EXCERPT TO READ:

How will they be paid? Will they be subject to the same coding rules we are? Will they be going to people's houses? I think these would be interesting questions, but for as much as most of us dislike "nailcare" a 11056 + 11720 currently pays over $100 for an essentially risk free encounter. I think there are a bunch of people out there adding a 99212-99213 onto essentially every visit, putting $150-200 in their pocket for each visit, and wondering why everyone is complaining about the profession. If you bill a 99213 with every 11720 you'll generate near $500 in an hour if you see 4 patients. People say on here that they don't want nailcare to be covered. My suspicion is most podiatrists would have difficulty getting patients to consistently pay what Medicare currently pays for nails/calluses. I also suspect nurses would be willing to cut nails and calluses for significantly less than we are willing to accept.

There was a PM News question posed awhile back about threats to the profession. Obviously they didn't ask about saturation, but the number one threat is payor/Medicare behavior / reductions in reimbursement. Further rate cuts. Tightening of things like 25 modifier visits. Increased penetration of HMO type Obamacare plans and Medicare Advantage plans that fraudulently deny services are terrible for us. Increased private equity penetration is also terrible for individual young podiatrists since it prevents them from ever reaching their income potential.

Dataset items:
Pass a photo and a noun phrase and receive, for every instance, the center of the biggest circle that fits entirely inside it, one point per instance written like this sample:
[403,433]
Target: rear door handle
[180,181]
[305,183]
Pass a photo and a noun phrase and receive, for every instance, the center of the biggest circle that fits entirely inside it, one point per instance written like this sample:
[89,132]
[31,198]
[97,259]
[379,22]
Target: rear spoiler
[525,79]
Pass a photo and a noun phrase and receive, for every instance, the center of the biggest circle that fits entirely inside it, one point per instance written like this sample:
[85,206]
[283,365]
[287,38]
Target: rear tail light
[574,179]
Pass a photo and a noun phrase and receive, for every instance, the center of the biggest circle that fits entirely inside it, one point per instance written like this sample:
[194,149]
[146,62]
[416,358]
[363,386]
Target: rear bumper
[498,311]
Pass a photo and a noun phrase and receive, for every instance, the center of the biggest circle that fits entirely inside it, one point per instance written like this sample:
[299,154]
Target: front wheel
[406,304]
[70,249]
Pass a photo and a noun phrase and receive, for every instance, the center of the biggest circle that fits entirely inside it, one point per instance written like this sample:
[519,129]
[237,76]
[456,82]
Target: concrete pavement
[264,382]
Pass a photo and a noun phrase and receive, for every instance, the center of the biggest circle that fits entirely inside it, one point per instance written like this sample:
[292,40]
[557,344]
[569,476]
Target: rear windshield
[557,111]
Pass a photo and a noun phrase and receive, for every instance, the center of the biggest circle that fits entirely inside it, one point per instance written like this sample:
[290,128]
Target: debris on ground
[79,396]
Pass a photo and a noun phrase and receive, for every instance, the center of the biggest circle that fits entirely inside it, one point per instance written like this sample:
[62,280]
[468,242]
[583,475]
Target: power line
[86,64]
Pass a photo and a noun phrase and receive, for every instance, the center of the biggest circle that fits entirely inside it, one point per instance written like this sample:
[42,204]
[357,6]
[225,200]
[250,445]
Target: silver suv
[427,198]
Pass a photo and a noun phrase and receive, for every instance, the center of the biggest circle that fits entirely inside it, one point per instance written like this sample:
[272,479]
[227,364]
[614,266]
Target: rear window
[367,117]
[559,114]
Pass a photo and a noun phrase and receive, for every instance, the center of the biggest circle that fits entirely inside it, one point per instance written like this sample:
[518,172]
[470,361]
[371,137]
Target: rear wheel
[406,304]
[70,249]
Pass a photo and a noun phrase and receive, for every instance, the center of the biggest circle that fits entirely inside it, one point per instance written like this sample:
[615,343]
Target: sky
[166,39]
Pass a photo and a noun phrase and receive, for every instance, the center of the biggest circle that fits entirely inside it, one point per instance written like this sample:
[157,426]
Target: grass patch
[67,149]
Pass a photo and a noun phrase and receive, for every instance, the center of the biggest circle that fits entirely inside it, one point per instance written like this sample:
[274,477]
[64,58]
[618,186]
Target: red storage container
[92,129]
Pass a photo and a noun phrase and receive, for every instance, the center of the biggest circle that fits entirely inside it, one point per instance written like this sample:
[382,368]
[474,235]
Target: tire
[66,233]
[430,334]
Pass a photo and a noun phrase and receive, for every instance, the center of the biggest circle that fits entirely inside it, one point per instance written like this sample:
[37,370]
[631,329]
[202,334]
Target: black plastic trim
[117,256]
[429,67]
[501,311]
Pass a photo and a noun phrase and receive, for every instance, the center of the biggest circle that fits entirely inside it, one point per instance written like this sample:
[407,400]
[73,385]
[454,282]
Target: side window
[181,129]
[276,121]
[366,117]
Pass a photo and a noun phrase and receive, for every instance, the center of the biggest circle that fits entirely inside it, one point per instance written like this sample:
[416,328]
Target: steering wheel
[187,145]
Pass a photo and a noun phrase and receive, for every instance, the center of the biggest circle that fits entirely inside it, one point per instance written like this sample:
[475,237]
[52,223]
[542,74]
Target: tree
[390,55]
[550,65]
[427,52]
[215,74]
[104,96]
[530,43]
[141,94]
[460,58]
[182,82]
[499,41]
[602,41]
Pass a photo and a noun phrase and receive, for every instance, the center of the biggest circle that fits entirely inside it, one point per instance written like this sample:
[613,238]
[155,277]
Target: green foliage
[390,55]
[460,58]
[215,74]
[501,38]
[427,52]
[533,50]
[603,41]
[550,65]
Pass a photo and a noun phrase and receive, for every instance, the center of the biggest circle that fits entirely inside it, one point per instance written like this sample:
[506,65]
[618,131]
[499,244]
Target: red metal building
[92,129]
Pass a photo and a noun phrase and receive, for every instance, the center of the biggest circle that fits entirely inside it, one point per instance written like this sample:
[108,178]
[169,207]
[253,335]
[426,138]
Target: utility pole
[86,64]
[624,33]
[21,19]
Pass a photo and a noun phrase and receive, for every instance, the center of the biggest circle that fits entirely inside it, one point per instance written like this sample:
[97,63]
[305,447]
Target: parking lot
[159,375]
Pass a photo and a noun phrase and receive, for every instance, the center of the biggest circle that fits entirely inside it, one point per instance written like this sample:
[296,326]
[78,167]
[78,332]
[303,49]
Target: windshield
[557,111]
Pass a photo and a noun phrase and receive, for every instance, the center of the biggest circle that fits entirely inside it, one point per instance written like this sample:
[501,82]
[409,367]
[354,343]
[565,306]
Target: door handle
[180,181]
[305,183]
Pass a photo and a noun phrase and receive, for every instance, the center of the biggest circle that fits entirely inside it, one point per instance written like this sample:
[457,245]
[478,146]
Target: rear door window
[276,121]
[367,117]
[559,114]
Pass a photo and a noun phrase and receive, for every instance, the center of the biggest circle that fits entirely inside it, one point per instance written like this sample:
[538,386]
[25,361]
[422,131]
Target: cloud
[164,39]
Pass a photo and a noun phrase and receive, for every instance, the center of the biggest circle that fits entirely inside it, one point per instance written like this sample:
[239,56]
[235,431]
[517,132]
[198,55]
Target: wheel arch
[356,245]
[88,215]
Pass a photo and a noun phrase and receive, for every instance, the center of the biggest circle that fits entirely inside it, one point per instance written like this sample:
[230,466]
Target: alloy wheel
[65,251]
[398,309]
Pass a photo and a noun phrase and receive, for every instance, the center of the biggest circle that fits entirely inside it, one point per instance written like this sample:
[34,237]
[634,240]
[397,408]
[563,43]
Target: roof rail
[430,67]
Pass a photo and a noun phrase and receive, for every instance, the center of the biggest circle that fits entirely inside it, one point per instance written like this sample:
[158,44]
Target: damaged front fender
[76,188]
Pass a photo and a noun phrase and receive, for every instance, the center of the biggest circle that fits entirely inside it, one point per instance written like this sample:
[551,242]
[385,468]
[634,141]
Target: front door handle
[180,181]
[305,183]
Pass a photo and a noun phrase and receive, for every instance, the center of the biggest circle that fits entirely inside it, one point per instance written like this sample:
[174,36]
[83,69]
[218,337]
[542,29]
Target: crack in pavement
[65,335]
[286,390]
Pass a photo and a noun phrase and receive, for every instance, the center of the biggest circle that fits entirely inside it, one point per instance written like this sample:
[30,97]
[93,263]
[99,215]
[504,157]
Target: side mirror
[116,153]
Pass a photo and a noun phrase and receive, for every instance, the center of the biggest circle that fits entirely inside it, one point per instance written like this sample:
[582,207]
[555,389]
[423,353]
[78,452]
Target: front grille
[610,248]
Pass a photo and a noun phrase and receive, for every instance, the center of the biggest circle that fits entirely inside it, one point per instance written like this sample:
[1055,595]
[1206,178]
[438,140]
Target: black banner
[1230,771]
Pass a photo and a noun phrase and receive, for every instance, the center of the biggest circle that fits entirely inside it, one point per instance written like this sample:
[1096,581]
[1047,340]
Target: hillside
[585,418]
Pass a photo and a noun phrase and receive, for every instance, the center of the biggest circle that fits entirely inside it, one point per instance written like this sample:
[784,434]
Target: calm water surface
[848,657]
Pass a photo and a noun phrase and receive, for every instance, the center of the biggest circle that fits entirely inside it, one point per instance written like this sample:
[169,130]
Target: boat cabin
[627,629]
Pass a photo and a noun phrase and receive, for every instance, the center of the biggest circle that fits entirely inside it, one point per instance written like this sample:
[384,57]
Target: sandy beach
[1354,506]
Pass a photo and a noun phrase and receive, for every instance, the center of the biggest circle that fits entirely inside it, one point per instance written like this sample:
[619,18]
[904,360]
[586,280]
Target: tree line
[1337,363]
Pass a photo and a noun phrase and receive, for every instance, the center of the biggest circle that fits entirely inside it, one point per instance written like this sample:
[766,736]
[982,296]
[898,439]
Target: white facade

WHAT YOU WILL DO:
**a)** List every five-digit billing code that appears in the post about podiatry billing.
**b)** Keep writing the post about podiatry billing, picking up right after its last sentence.
These lines have nothing to do with the text.

YOUR WRITTEN ANSWERS:
**a)** 11056, 11720, 99212, 99213

**b)**
I had a hilariously hellish week with patients who were scheduled for surgery having acquired marketplace HMO plans that they didn't tell us about. These aren't spouse secondaries. The patient's have BCBS PPO from work, but they acquired secondaries probably because they don't cost anything based on their income on the government market. The patients think - oh, I'll get a free secondary to cover my expenses etc. They didn't tell us they had them and then we didn't have referrals for the HMO secondary and the cases almost got or were cancelled. Even worse, the cases are now worth nothing. I had a stretch awhile back where I said - I don't seem to be experiencing the "prior authorization" / insurance denial trap game. Then I had 4 eternal MRI battles and a series of referral HMO battles. I had a patient who needed to be placed into a skilled after surgery and her MA plan strung her along and of course denied it. Feels like I'm knee deep in insurance hell.

We still have things going for us. There are insurances that make no distinctions on physician fee schedules. No one here likes the APMA but we should all be sending them a check every year for fighting off CMS's plan to create separate E&M visits for us. That would have destroyed the profession over night. We went from a massive downcoding to getting to bill 99214s for all of our sick pathetic patients.

I'm covering a lot of ground, but good luck to the nurses. They can have some dregs.